- Given passage:
▽

Wilhelm Emelé (30 May 1830 Buchen, Odenwald - 11 October 1905 Freiburg im Breisgau) was a German painter of horses, military scenes and hunting scenes.


He first adopted a military career but studied art with Feodor Dietz at Munich and later at Antwerp and Paris. His canvases are noted for exact knowledge of military detail and are spirited in conception, his subjects being military. He lived in Vienna after 1861 where he attained great popularity as a painter of equestrian portraits and hunting scenes. Afterwards he resided successively in Munich, Berlin, and Karlsruhe.


  • “Battle of Stockach”
  • “Capture of Heidelberg Bridge in 1799” (1857), purchased by the Austrian emperor
  • “The Fight Near Aldenhoven” (1859)
  • “The Square of the Battle of Aspern” (1860)

△

Saved entries
▽

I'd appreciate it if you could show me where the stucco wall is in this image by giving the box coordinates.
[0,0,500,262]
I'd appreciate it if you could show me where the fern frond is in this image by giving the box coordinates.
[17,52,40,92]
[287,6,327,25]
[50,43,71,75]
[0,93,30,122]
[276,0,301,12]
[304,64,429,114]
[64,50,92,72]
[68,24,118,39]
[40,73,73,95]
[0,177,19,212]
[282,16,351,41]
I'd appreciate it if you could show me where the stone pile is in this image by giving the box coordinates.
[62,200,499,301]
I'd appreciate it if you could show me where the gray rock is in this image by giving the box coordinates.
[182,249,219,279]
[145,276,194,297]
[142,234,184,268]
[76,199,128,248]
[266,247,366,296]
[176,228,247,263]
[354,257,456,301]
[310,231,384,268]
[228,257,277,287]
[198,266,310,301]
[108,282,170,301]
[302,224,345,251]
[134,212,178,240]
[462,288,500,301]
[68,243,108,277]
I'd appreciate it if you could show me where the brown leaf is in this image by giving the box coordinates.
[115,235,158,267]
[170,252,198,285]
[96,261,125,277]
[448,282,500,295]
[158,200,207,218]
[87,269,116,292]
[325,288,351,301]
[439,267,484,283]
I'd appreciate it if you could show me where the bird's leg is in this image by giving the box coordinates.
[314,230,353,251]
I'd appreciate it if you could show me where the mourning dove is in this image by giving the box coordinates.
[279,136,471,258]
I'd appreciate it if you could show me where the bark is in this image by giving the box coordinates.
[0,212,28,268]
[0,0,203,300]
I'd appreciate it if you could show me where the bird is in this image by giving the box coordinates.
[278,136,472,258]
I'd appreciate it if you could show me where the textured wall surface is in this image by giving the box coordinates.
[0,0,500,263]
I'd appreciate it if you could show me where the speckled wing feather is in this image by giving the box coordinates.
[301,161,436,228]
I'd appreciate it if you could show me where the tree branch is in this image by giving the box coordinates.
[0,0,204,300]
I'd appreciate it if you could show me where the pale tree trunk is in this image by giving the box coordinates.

△

- Prompt 1: According to the passage on Wilhelm Emelé, with whom did he study art at Munich?
- Prompt 2: Can you quote the saved entries starting at the line that contains "I'd appreciate it if you could show me where the stone" and ending after the line that contains "[314,230,353,251]"?

- Correct output 1: Feodor Dietz

- Correct output 2:
I'd appreciate it if you could show me where the stone pile is in this image by giving the box coordinates.
[62,200,499,301]
I'd appreciate it if you could show me where the gray rock is in this image by giving the box coordinates.
[182,249,219,279]
[145,276,194,297]
[142,234,184,268]
[76,199,128,248]
[266,247,366,296]
[176,228,247,263]
[354,257,456,301]
[310,231,384,268]
[228,257,277,287]
[198,266,310,301]
[108,282,170,301]
[302,224,345,251]
[134,212,178,240]
[462,288,500,301]
[68,243,108,277]
I'd appreciate it if you could show me where the brown leaf is in this image by giving the box coordinates.
[115,235,158,267]
[170,252,198,285]
[96,261,125,277]
[448,282,500,295]
[158,200,207,218]
[87,269,116,292]
[325,288,351,301]
[439,267,484,283]
I'd appreciate it if you could show me where the bird's leg is in this image by giving the box coordinates.
[314,230,353,251]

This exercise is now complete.